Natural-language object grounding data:
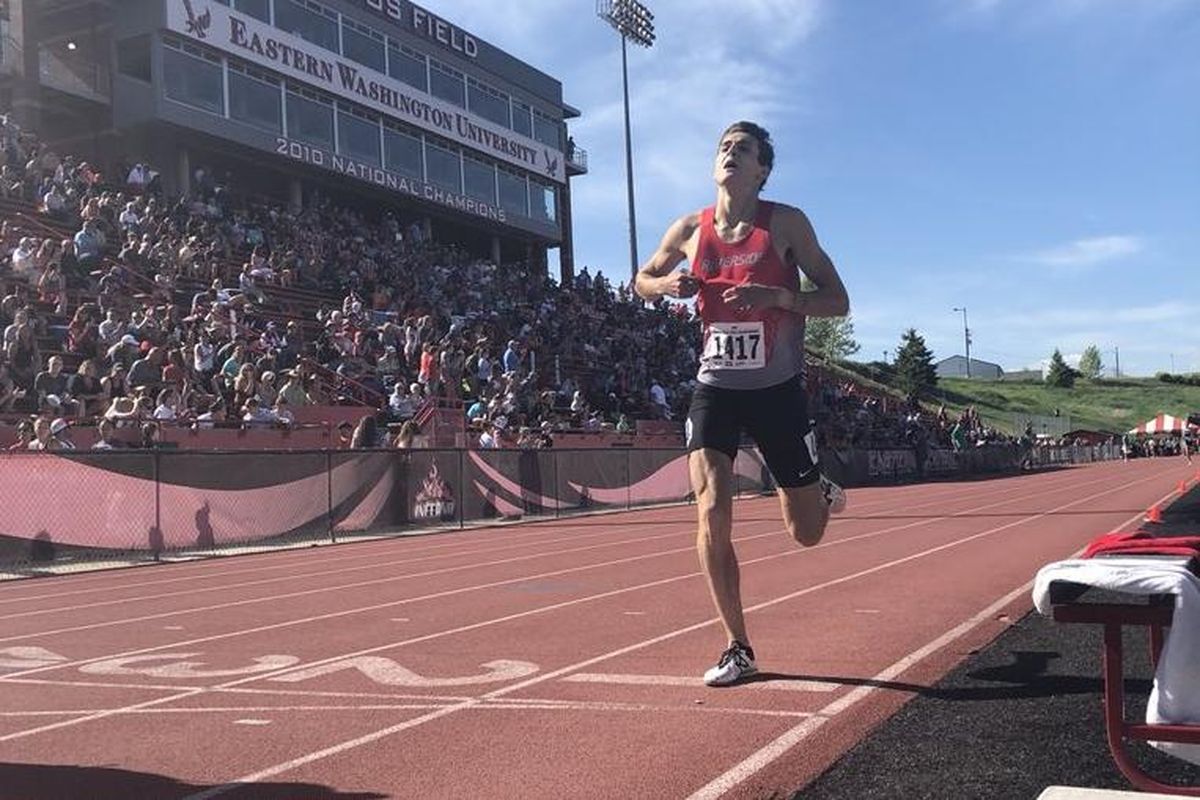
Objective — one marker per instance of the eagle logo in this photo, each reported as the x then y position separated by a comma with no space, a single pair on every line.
198,25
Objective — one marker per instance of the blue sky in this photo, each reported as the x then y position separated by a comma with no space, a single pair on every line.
1037,161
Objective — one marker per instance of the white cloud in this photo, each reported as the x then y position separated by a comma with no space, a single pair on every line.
1089,252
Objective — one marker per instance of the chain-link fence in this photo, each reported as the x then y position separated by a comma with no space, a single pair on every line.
65,511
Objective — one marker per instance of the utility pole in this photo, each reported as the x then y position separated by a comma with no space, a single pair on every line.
966,337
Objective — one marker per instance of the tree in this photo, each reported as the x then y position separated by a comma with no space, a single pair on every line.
1060,374
915,365
831,337
1090,365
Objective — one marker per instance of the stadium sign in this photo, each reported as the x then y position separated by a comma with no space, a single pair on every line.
219,26
421,22
387,179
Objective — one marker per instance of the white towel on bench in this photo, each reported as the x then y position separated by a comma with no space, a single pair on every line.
1175,697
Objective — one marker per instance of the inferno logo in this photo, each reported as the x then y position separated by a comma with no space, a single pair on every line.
198,25
435,500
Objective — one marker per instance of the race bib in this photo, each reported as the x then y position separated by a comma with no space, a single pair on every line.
736,346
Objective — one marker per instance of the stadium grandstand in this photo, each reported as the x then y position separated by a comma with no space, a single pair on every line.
276,274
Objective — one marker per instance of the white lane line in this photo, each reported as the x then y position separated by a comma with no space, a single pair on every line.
762,758
531,704
807,726
688,681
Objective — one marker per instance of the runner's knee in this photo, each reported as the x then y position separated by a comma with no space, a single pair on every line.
807,524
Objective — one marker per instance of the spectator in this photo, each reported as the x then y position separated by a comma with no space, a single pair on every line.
43,438
60,433
89,241
366,433
24,437
105,431
293,390
147,371
51,388
88,390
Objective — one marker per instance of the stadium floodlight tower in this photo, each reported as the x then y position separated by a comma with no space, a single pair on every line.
635,23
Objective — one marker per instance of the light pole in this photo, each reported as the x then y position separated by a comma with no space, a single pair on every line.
966,336
635,23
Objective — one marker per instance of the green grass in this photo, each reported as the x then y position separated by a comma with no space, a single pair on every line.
1113,405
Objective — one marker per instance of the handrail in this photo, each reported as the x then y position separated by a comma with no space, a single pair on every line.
361,394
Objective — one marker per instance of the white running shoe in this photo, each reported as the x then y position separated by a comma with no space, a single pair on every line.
736,663
834,495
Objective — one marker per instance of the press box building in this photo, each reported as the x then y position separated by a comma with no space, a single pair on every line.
355,98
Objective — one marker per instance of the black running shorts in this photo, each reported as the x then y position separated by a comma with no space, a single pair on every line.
777,419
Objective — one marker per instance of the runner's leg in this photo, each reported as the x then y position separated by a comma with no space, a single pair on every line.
712,480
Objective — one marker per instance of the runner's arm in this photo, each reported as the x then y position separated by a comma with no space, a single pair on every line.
831,298
658,276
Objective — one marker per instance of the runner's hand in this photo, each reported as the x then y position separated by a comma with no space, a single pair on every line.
747,296
679,283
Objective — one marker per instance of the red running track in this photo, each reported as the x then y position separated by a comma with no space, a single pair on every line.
550,660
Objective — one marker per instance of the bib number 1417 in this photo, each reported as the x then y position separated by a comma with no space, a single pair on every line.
736,346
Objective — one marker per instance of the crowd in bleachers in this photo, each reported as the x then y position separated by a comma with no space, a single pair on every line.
127,306
211,310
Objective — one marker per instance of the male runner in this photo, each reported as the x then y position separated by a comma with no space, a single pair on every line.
744,253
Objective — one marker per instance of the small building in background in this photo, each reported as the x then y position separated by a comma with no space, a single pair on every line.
957,367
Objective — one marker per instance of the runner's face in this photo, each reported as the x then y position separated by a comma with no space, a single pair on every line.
737,162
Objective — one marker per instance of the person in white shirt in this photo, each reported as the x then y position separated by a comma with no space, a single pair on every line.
23,263
112,329
487,439
130,220
166,407
659,398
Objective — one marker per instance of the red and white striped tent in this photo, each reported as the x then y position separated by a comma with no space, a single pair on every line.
1164,423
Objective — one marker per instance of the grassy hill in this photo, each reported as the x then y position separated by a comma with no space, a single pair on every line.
1113,405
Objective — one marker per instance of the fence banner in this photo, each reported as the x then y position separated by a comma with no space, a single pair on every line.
71,507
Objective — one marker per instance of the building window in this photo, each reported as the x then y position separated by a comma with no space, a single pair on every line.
444,167
490,103
358,134
310,116
363,44
447,83
193,77
514,193
256,8
479,180
133,56
407,65
544,202
309,20
255,98
545,130
402,152
522,120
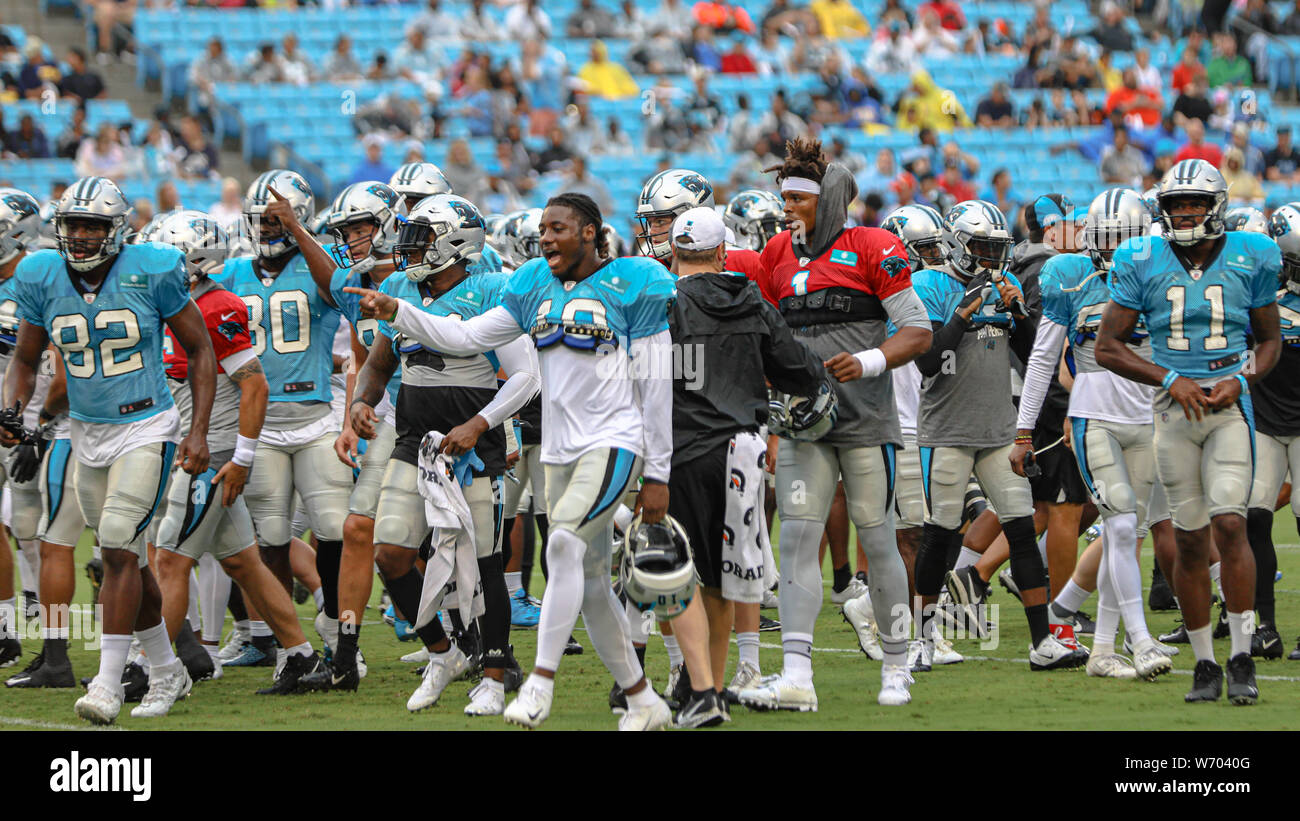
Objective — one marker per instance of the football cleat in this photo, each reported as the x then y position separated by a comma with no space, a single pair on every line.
531,707
861,617
1207,682
1110,665
100,704
442,669
780,693
488,698
167,687
895,686
1052,655
1240,681
852,590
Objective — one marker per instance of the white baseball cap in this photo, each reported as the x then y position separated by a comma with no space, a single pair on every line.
698,229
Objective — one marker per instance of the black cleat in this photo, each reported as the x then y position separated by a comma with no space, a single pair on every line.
290,678
1207,682
40,674
1161,596
1266,643
1240,681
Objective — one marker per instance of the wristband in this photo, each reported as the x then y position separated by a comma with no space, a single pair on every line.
872,361
245,451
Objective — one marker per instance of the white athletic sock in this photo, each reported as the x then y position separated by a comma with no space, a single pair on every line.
1203,643
112,659
966,557
1240,626
675,656
155,644
748,646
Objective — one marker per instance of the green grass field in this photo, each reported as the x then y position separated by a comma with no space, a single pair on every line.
993,689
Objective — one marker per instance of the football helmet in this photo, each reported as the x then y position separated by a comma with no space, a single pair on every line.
922,233
1192,178
805,418
364,202
1246,218
199,238
443,229
754,216
666,196
294,189
657,570
978,237
1114,216
20,222
1285,230
99,199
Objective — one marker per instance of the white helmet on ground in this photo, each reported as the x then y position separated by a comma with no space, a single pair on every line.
94,199
657,570
442,230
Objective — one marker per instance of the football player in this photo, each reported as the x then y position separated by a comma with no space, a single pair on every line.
1109,424
837,287
1197,289
602,333
104,305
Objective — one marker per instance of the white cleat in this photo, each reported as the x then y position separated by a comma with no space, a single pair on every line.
1110,665
441,670
488,698
850,593
861,617
780,693
167,687
100,704
895,686
531,707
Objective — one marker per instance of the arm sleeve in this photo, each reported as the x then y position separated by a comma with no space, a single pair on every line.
489,330
1038,373
654,392
519,361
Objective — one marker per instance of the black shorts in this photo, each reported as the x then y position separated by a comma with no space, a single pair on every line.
1061,481
697,499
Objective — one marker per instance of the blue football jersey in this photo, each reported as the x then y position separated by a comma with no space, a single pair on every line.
111,341
293,328
1197,325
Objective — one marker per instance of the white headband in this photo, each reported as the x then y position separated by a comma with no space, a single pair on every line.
801,183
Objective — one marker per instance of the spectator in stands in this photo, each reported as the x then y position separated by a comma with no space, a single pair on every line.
893,53
605,78
1196,147
341,66
1113,31
1282,161
79,83
1122,164
839,20
1227,68
102,156
722,16
658,53
264,66
527,21
295,66
590,21
373,165
996,109
27,142
1140,107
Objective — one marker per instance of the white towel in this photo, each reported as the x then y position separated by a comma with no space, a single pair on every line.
748,564
453,569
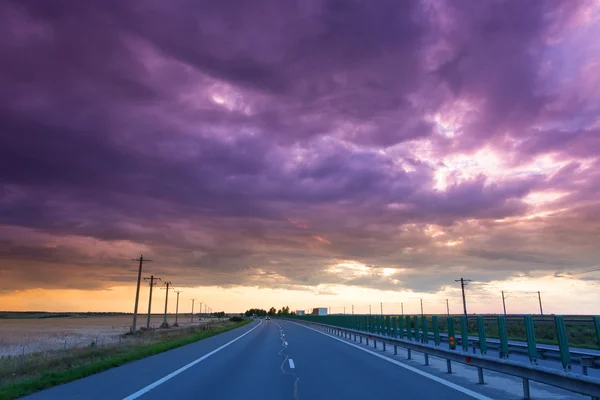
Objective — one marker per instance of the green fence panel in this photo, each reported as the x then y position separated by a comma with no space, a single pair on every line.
464,333
503,338
481,333
563,343
425,329
597,326
436,330
451,334
401,327
530,334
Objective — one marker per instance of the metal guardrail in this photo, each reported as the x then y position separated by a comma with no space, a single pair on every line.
576,383
579,356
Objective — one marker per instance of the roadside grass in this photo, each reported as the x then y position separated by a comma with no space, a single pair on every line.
55,368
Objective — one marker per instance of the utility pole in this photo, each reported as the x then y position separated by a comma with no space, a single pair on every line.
137,291
166,288
463,283
192,320
152,282
177,307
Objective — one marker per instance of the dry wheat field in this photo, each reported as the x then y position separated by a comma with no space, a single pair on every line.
44,334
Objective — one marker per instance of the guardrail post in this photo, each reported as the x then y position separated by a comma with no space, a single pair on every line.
464,333
388,325
597,326
425,331
451,335
526,393
401,327
563,343
481,332
530,334
436,330
503,351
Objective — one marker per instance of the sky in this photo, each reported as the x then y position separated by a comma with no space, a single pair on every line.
303,153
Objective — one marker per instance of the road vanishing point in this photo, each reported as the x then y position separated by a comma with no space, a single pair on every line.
279,359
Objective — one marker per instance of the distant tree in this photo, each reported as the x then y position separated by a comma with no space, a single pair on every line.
256,311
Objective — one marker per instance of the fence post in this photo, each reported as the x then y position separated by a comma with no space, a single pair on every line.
530,334
401,327
424,329
436,330
597,326
22,358
563,343
503,339
481,332
464,333
451,336
408,328
388,325
416,325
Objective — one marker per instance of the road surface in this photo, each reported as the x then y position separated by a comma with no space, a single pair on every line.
282,360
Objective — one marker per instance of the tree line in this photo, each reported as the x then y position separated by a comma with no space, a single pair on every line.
259,312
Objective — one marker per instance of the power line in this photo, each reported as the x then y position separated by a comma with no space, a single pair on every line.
137,291
177,307
463,283
152,282
167,284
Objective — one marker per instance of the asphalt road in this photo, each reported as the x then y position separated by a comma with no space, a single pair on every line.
270,360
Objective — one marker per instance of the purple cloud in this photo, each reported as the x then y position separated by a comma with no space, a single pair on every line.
280,137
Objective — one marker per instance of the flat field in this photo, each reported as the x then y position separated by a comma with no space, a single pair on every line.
45,334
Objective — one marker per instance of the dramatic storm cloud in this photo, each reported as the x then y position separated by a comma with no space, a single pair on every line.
378,144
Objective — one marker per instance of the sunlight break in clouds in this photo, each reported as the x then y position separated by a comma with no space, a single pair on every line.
316,155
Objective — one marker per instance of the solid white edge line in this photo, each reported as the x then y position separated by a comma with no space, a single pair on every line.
162,380
444,382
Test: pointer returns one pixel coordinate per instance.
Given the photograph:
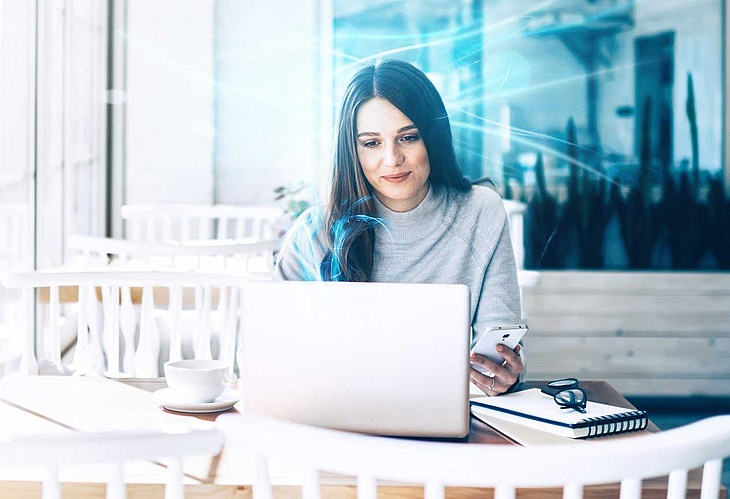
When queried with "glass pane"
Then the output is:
(598, 115)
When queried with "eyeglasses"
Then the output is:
(567, 394)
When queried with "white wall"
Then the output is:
(170, 101)
(269, 96)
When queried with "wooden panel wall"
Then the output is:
(646, 333)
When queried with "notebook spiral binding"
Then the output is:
(617, 423)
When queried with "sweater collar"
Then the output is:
(416, 223)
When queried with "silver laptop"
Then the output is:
(384, 359)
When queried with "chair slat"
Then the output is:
(711, 473)
(677, 484)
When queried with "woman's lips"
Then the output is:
(397, 177)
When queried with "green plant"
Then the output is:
(718, 210)
(639, 230)
(585, 212)
(542, 225)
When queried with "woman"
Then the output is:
(401, 211)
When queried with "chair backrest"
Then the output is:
(49, 453)
(184, 222)
(436, 465)
(121, 316)
(244, 256)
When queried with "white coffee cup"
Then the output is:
(197, 380)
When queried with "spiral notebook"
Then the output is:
(537, 410)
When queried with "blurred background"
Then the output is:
(607, 119)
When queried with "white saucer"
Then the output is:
(225, 401)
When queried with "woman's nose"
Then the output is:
(394, 156)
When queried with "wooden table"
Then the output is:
(51, 404)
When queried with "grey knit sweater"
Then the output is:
(450, 238)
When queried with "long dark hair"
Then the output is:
(350, 210)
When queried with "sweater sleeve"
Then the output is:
(499, 300)
(303, 249)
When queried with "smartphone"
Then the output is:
(486, 344)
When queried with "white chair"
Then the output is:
(16, 253)
(245, 256)
(51, 453)
(437, 465)
(184, 222)
(120, 315)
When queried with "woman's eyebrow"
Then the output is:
(400, 130)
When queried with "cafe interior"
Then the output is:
(155, 155)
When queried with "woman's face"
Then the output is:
(392, 155)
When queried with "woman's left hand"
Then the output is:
(504, 376)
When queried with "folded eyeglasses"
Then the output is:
(567, 394)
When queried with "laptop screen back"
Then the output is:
(379, 358)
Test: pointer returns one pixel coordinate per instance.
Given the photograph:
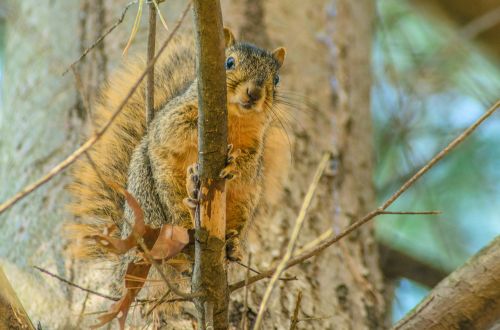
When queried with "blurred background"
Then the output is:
(436, 70)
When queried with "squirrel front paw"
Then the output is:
(192, 188)
(233, 246)
(230, 172)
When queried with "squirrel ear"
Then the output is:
(229, 37)
(279, 54)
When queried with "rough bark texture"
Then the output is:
(40, 124)
(210, 273)
(469, 298)
(12, 313)
(342, 285)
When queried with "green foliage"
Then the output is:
(430, 84)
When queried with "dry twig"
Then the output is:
(329, 239)
(245, 295)
(101, 38)
(95, 137)
(295, 317)
(62, 279)
(293, 239)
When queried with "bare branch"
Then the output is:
(12, 313)
(329, 239)
(101, 38)
(474, 291)
(209, 272)
(396, 264)
(62, 279)
(295, 317)
(293, 239)
(95, 137)
(150, 83)
(244, 317)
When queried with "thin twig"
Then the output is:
(295, 317)
(101, 38)
(412, 212)
(82, 310)
(293, 239)
(245, 295)
(420, 309)
(158, 302)
(150, 82)
(329, 239)
(95, 137)
(284, 279)
(209, 315)
(76, 285)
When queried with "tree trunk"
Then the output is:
(12, 313)
(328, 66)
(328, 60)
(40, 124)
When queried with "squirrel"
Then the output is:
(154, 163)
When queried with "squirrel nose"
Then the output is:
(254, 93)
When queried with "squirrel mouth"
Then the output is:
(247, 105)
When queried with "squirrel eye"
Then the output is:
(276, 80)
(230, 63)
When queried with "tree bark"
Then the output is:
(328, 65)
(210, 274)
(40, 124)
(12, 313)
(469, 298)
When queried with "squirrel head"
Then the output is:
(252, 75)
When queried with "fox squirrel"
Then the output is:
(153, 165)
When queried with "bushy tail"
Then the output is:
(95, 204)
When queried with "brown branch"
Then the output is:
(12, 313)
(284, 279)
(150, 88)
(396, 264)
(412, 212)
(209, 271)
(244, 317)
(95, 137)
(295, 317)
(101, 38)
(469, 298)
(62, 279)
(293, 239)
(329, 240)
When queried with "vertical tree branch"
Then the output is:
(209, 272)
(12, 313)
(150, 89)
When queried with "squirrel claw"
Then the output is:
(233, 246)
(230, 171)
(192, 181)
(190, 202)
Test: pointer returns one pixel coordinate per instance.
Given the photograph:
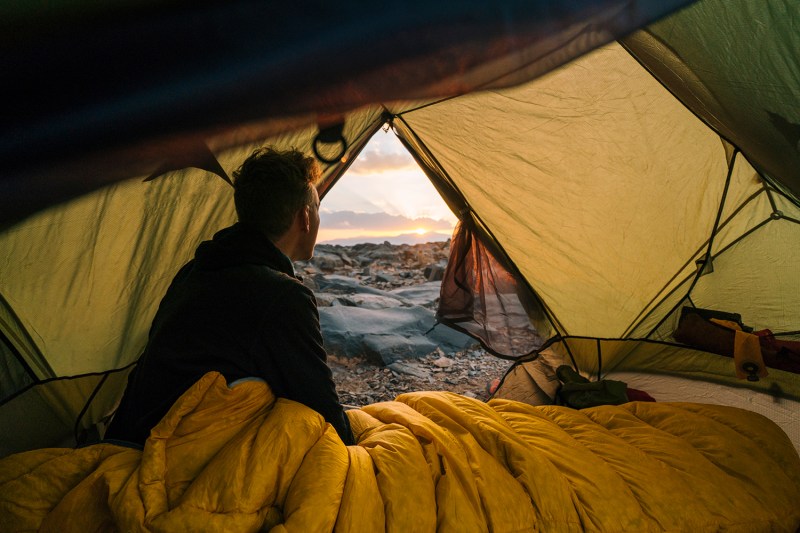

## What is required
Please go through the entries and show every line with the word "wooden".

## Exercise answer
When queried with "wooden panel wall"
When queried with "wooden table"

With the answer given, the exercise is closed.